## [SHORT PROBLEM]
Return verbatim the run of lines that opens with the line holding "target | white plastic lounge chair" and closes with the last line of the records.

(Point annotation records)
★ ★ ★

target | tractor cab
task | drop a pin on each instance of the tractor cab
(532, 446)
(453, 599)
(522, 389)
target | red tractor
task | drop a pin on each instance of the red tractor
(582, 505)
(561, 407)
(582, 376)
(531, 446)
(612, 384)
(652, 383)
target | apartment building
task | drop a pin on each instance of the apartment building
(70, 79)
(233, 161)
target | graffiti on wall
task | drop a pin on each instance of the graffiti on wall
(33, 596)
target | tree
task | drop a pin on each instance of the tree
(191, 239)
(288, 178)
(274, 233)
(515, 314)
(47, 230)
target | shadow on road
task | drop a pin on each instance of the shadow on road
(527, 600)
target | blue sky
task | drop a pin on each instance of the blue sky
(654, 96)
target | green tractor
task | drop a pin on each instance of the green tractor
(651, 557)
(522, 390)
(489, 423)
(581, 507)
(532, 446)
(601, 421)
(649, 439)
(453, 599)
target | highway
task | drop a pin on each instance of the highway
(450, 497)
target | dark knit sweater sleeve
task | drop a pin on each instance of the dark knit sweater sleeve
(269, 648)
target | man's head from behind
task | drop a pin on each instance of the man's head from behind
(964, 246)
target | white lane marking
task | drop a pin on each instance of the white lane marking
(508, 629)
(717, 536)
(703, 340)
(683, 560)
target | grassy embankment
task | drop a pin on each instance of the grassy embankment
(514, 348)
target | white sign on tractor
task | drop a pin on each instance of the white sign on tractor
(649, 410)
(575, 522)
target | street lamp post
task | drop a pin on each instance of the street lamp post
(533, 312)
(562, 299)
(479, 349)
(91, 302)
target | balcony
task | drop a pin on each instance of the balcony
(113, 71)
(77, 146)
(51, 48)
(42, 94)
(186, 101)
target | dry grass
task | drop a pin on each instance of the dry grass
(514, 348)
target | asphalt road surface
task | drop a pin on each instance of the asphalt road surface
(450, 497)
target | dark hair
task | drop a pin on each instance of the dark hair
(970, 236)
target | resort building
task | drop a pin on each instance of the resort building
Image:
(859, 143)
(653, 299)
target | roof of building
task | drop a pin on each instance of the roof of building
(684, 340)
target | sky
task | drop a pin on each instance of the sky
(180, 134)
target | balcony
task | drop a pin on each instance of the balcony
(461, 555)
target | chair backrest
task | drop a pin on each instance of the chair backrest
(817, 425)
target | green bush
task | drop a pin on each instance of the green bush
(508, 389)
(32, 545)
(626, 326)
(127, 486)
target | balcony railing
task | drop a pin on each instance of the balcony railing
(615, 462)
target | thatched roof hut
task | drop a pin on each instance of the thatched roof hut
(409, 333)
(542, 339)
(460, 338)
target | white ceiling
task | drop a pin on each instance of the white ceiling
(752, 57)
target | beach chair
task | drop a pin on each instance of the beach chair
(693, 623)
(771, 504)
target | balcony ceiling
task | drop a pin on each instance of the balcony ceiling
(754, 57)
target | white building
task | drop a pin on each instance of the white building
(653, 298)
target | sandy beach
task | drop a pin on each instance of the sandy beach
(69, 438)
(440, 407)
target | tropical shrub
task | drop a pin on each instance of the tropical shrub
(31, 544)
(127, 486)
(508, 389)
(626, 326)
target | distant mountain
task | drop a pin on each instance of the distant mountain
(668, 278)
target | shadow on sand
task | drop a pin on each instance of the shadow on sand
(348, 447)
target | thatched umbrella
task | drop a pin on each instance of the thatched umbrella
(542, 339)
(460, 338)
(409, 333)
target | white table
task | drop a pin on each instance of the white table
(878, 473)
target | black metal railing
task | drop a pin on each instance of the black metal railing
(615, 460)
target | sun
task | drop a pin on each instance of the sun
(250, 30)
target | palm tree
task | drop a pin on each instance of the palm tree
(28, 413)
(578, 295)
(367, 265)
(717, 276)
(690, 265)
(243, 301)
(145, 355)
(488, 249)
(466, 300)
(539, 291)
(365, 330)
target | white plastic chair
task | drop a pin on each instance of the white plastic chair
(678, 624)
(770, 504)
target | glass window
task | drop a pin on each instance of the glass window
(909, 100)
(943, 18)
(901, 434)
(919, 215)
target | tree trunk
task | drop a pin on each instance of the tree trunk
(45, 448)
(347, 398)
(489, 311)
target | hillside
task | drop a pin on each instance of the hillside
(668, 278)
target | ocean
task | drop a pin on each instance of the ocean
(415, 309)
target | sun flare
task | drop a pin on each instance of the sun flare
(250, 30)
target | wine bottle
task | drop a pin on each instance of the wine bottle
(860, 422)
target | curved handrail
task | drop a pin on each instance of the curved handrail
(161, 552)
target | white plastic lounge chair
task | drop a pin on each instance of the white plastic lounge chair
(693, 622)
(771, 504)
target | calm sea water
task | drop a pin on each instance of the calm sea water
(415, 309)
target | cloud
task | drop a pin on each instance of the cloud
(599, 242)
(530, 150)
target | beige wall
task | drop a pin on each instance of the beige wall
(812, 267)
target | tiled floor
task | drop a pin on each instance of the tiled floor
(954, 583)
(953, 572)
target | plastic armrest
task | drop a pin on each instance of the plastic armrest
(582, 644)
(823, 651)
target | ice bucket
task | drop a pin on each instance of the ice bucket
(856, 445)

★ ★ ★

## [SOLUTION TO THIS TASK]
target | white plastic lounge chair
task | drop a pin on each instance of the white plastic lounge chair
(693, 622)
(771, 504)
target | calm sea water
task | drop a pin on each instance of the calm sea water
(415, 309)
target | cloud
task | drop a pin on each instance of the cloud
(599, 242)
(530, 150)
target | beige wall
task | drop a pin on each instance of the beige wall
(812, 267)
target | tiled floor
task | drop a pin on each instance of the tiled floor
(954, 583)
(953, 572)
target | plastic armrest
task | drop a pin on each instance of the plastic armrest
(582, 644)
(823, 651)
target | ice bucket
task | drop a pin on each instance of the ice bucket
(856, 445)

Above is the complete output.